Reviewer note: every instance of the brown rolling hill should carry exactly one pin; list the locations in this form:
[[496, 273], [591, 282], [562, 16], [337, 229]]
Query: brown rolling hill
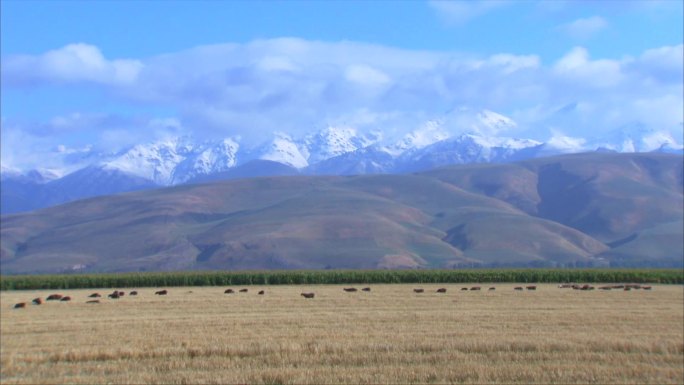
[[575, 210]]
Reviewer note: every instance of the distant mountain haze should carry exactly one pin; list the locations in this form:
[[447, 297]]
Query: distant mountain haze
[[580, 210], [461, 136]]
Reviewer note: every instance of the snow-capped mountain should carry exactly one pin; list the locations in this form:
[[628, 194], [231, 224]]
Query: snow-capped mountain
[[282, 148], [460, 136], [156, 161], [467, 148], [334, 141], [636, 137], [208, 158]]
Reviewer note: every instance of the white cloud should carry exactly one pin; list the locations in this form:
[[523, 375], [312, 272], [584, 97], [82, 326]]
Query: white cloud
[[72, 63], [462, 11], [294, 85], [576, 66], [584, 29]]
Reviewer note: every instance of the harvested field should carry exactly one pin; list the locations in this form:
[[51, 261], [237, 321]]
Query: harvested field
[[388, 335]]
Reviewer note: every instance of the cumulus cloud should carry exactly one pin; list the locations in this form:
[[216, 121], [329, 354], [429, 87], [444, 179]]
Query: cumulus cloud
[[293, 85], [70, 64], [583, 29]]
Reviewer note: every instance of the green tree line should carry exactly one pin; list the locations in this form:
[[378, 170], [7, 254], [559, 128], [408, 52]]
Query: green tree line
[[223, 278]]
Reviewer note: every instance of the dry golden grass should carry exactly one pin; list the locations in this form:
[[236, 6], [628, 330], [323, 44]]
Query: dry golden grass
[[390, 335]]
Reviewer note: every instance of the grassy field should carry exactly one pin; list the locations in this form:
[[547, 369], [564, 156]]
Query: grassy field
[[388, 335]]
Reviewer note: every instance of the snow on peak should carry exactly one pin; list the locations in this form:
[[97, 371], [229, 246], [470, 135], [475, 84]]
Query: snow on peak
[[282, 149], [636, 138], [428, 133], [334, 141]]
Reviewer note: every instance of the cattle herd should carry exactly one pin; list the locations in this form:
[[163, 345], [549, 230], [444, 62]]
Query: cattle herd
[[116, 294]]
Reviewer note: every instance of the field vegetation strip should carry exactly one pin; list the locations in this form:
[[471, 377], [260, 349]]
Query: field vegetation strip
[[224, 278]]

***

** 従うべき指示 **
「Reviewer note: every instance of the white」を含む行からデータの最後までの範囲を、空行を除いてMarkdownの表に変換してください。列は「番号」と「行」の二つとし、「番号」には通し番号を、「行」には各行の文字列を入れてください。

** 作業の結果 **
| 番号 | 行 |
|---|---|
| 1 | Reviewer note: every instance of the white cloud should carry exactly one pin; list the locations in this form: |
| 2 | [[523, 375], [312, 272], [584, 97], [82, 326]] |
| 3 | Query: white cloud |
| 4 | [[72, 63], [462, 11], [294, 85], [576, 66], [584, 29]] |
| 5 | Reviewer note: every instance of the harvested field should carry exactly one pin; list the locations in this form: |
| 6 | [[51, 261], [237, 321]] |
| 7 | Query: harvested field |
| 8 | [[388, 335]] |
| 9 | Reviewer note: every instance of the cumulus cloud should carry exactly one pin; list the locations in this form: |
| 10 | [[216, 121], [329, 354], [429, 87], [444, 179]] |
| 11 | Query: cumulus cloud |
| 12 | [[293, 85], [70, 64], [583, 29]] |
| 13 | Reviewer note: every instance of the green tree line should carry exactly one pin; list the locations in this form: |
| 14 | [[378, 170], [7, 254], [559, 128], [408, 52]] |
| 15 | Query: green tree line |
| 16 | [[223, 278]] |
| 17 | Reviewer note: every instance of the dry golden grass should carry exactly one pin; list the locations in this form: |
| 18 | [[236, 6], [628, 330], [323, 44]] |
| 19 | Query: dry golden grass |
| 20 | [[390, 335]] |
| 21 | Reviewer note: every instance of the grassy field should carry exactly one pin; list the locations in this form: |
| 22 | [[547, 369], [564, 156]] |
| 23 | Query: grassy field |
| 24 | [[388, 335]] |
| 25 | Reviewer note: every instance of the snow on peak should carry exactly one pin; list the locations in this form: |
| 26 | [[97, 371], [229, 246], [470, 135], [475, 84]] |
| 27 | Query: snow on peak |
| 28 | [[282, 149], [636, 138], [428, 133], [334, 141]] |
| 29 | Reviewer note: every instance of the cattle herd should carry exactly one pin; list the locations in this form: |
| 30 | [[163, 345], [549, 230], [444, 62]] |
| 31 | Query: cattle herd |
| 32 | [[116, 294]] |
| 33 | Reviewer note: every instance of the field vegetation strip should carry exactly one pin; list the locations in this form: |
| 34 | [[471, 377], [260, 349]] |
| 35 | Query: field vegetation strip |
| 36 | [[224, 278]] |